Reproduce the line that holds "Would you mind pointing out the baking" together with all the lines after it up to the end of the entries.

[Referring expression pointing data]
----------------------------------------

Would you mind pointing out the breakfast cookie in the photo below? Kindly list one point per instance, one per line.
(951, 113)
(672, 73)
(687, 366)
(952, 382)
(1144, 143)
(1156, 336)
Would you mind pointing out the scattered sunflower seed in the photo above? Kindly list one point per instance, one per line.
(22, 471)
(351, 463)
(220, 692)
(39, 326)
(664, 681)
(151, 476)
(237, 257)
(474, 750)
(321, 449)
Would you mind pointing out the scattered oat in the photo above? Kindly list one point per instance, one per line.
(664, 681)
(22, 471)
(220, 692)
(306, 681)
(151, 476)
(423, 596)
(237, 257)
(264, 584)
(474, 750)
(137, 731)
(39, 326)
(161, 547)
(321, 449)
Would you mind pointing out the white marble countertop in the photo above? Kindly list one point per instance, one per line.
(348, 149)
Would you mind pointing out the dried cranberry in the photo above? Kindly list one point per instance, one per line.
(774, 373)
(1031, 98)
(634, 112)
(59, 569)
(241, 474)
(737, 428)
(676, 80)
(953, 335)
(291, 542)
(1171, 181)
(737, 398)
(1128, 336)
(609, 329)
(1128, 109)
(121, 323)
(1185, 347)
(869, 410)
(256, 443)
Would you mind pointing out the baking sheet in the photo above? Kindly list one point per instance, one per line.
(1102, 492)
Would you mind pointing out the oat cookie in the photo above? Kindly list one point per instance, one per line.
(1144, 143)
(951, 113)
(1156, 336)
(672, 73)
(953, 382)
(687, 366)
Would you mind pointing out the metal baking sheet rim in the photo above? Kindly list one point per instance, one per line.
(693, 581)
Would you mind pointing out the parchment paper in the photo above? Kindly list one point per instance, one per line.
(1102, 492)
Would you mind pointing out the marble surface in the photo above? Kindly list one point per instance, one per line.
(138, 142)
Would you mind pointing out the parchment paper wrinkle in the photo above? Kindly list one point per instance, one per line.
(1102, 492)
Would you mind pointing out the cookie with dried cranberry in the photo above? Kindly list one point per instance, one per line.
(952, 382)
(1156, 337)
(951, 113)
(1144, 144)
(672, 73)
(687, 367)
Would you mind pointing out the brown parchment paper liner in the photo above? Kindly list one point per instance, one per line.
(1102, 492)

----------------------------------------

### Task response
Would you mind pointing out the baking sheet in the photo above? Kindly list one point per instance, one per line.
(1102, 492)
Would you mind pointing out the oat cookie in the photo above? Kindly list one point per instance, one per line.
(1144, 143)
(951, 113)
(1156, 336)
(672, 73)
(953, 382)
(687, 366)
Would you mind pointing out the metal baking sheet rim in the photo above? Kindly list one point per instance, one per line.
(693, 581)
Would you mind pointing out the parchment paper in the photo above? Kindly list one point per instance, one per line.
(1102, 492)
Would you mind pointing out the marble surface in the photo above? Kindly list one point per instance, one per line.
(138, 142)
Would you mind pointing out the parchment paper wrinkle in the photo above? Kindly list one point per instance, one per line.
(1102, 492)
Would you mind pointing out the cookie with dried cranberry in the photo above? Kindly list one point per instance, one per line.
(952, 382)
(1156, 337)
(951, 113)
(1144, 144)
(672, 73)
(687, 367)
Would you mind pointing out the brown parchment paper liner in the photo above? Kindly list one point per instance, one per line.
(1102, 492)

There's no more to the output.